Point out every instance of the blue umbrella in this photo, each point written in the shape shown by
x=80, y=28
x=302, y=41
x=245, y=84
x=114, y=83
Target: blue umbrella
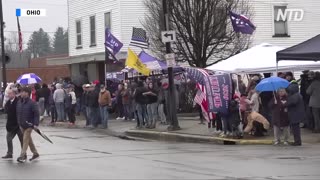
x=272, y=84
x=29, y=78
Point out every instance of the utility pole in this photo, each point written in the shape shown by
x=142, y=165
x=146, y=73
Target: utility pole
x=3, y=56
x=174, y=124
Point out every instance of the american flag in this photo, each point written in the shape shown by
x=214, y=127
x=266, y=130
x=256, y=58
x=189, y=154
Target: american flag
x=139, y=38
x=20, y=36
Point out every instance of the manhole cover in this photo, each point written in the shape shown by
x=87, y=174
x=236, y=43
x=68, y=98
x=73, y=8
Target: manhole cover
x=95, y=151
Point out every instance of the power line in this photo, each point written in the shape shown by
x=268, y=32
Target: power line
x=29, y=31
x=32, y=31
x=38, y=3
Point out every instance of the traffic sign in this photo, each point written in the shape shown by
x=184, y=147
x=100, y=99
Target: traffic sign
x=170, y=58
x=168, y=36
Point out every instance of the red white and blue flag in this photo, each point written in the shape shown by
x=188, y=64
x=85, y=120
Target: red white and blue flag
x=241, y=23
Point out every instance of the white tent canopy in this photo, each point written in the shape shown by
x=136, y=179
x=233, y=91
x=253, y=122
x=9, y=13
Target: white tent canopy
x=261, y=57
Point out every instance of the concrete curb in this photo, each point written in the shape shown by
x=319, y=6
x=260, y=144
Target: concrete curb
x=179, y=137
x=108, y=132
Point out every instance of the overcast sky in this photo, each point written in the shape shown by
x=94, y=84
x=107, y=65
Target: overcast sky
x=56, y=10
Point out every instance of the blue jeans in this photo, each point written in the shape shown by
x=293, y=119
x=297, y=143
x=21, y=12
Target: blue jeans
x=104, y=114
x=78, y=107
x=94, y=116
x=60, y=111
x=152, y=110
x=88, y=121
x=142, y=113
x=127, y=111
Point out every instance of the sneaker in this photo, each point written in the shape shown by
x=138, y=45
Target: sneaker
x=22, y=159
x=7, y=156
x=34, y=157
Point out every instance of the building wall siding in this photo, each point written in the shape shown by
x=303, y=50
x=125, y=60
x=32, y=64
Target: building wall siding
x=82, y=10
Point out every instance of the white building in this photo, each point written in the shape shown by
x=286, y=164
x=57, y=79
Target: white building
x=87, y=22
x=285, y=33
x=89, y=18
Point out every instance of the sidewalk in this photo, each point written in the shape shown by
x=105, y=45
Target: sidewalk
x=191, y=131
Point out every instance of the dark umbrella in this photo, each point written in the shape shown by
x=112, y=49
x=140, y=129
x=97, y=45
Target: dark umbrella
x=43, y=135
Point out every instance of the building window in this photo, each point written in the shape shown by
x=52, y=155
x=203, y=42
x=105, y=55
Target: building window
x=92, y=31
x=78, y=30
x=280, y=25
x=220, y=22
x=107, y=20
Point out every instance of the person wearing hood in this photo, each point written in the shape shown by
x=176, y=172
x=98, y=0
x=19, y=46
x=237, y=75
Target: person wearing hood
x=314, y=102
x=28, y=120
x=296, y=111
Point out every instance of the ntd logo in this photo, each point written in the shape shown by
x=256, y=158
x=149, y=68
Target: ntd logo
x=290, y=15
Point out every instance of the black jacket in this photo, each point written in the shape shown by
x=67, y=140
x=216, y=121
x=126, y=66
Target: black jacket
x=11, y=110
x=295, y=105
x=27, y=113
x=93, y=98
x=43, y=92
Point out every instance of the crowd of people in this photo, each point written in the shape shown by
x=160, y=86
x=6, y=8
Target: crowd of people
x=146, y=102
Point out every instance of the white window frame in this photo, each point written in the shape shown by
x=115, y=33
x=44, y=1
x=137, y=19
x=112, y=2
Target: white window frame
x=79, y=34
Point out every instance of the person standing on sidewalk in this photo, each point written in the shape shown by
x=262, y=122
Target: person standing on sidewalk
x=28, y=119
x=58, y=98
x=141, y=102
x=104, y=103
x=53, y=110
x=93, y=98
x=296, y=112
x=86, y=109
x=152, y=106
x=12, y=123
x=314, y=101
x=72, y=109
x=126, y=102
x=280, y=117
x=161, y=102
x=42, y=96
x=120, y=107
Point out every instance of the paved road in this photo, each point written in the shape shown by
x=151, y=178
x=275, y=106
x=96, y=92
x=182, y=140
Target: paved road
x=85, y=154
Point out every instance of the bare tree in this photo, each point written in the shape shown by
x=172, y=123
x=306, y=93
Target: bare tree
x=12, y=43
x=204, y=32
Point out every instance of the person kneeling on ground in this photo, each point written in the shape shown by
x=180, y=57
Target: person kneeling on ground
x=256, y=118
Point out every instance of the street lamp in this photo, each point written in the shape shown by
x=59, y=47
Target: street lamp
x=3, y=56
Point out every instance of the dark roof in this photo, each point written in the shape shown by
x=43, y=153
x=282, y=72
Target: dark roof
x=308, y=50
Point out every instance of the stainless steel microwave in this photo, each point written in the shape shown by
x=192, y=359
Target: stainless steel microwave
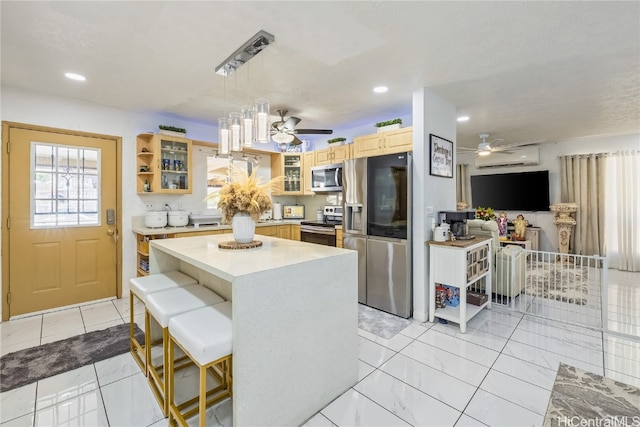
x=326, y=178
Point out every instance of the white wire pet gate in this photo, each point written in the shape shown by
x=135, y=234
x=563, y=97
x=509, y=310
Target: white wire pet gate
x=566, y=288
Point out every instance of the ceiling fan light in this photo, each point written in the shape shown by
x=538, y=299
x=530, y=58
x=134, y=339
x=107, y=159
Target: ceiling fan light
x=283, y=138
x=261, y=120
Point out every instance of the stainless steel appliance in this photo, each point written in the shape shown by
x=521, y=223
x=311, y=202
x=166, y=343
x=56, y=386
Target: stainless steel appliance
x=457, y=221
x=377, y=197
x=326, y=178
x=322, y=232
x=293, y=212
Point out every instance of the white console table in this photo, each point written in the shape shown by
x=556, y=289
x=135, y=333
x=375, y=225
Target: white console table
x=459, y=263
x=526, y=244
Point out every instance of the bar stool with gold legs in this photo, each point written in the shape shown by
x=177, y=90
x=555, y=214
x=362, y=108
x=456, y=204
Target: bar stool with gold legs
x=205, y=336
x=140, y=288
x=162, y=306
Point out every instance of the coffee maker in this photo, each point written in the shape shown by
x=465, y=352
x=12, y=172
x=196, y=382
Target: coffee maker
x=457, y=221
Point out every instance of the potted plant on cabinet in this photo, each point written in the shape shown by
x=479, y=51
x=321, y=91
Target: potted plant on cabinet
x=389, y=125
x=172, y=131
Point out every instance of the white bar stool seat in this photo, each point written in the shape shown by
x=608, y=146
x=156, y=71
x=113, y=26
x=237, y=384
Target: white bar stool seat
x=162, y=306
x=140, y=287
x=205, y=335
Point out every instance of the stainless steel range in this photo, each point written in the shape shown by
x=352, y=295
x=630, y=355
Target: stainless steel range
x=322, y=232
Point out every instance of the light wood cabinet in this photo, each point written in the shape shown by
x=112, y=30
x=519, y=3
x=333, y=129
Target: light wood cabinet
x=283, y=231
x=394, y=141
x=290, y=167
x=309, y=162
x=332, y=155
x=295, y=232
x=163, y=164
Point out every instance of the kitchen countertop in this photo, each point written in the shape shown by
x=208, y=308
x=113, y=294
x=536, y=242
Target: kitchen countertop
x=139, y=227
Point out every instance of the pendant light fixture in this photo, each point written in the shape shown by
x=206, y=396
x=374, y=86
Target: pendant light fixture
x=235, y=124
x=223, y=136
x=251, y=124
x=247, y=126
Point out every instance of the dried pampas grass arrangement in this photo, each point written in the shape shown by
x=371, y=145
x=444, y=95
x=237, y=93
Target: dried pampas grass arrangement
x=244, y=193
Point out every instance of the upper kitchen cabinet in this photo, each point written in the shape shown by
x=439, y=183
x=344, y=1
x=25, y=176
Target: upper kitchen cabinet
x=394, y=141
x=163, y=164
x=290, y=166
x=332, y=155
x=309, y=162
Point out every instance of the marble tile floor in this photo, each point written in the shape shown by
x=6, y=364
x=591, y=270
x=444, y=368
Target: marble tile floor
x=500, y=373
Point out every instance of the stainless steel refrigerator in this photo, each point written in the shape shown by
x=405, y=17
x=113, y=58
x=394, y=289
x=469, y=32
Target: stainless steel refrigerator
x=377, y=224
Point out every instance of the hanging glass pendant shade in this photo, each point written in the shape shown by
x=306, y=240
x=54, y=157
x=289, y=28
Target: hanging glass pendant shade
x=236, y=131
x=247, y=126
x=261, y=120
x=223, y=135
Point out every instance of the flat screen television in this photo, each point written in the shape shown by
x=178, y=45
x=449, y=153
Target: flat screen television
x=523, y=191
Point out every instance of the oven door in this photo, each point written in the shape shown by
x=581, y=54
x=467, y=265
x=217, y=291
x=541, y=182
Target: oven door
x=319, y=235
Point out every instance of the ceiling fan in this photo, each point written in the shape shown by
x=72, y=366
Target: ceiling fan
x=488, y=147
x=284, y=131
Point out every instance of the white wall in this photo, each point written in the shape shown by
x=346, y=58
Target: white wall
x=431, y=194
x=549, y=154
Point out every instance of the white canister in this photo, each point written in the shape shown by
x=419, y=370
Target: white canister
x=178, y=218
x=440, y=234
x=277, y=211
x=155, y=219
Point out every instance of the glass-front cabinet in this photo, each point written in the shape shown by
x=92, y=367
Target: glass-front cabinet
x=163, y=164
x=290, y=167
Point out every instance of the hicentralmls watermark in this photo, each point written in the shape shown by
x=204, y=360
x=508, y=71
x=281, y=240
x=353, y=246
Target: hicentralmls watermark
x=612, y=421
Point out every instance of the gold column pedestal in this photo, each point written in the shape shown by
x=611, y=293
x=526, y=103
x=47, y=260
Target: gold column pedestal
x=564, y=222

============================================================

[Exercise instructions]
Within the entries above, give again exactly the lines starting at the one that contains "x=302, y=41" and ending at the one that contains "Point out every instance of the american", leaving out the pictures.

[Response]
x=302, y=41
x=245, y=84
x=114, y=83
Target: blue umbrella
x=272, y=84
x=29, y=78
Point out every instance of the utility pole in this photo, each point written in the shape shown by
x=142, y=165
x=146, y=73
Target: utility pole
x=3, y=56
x=174, y=124
Point out every instance of the american flag in this photo, each point written in the shape shown by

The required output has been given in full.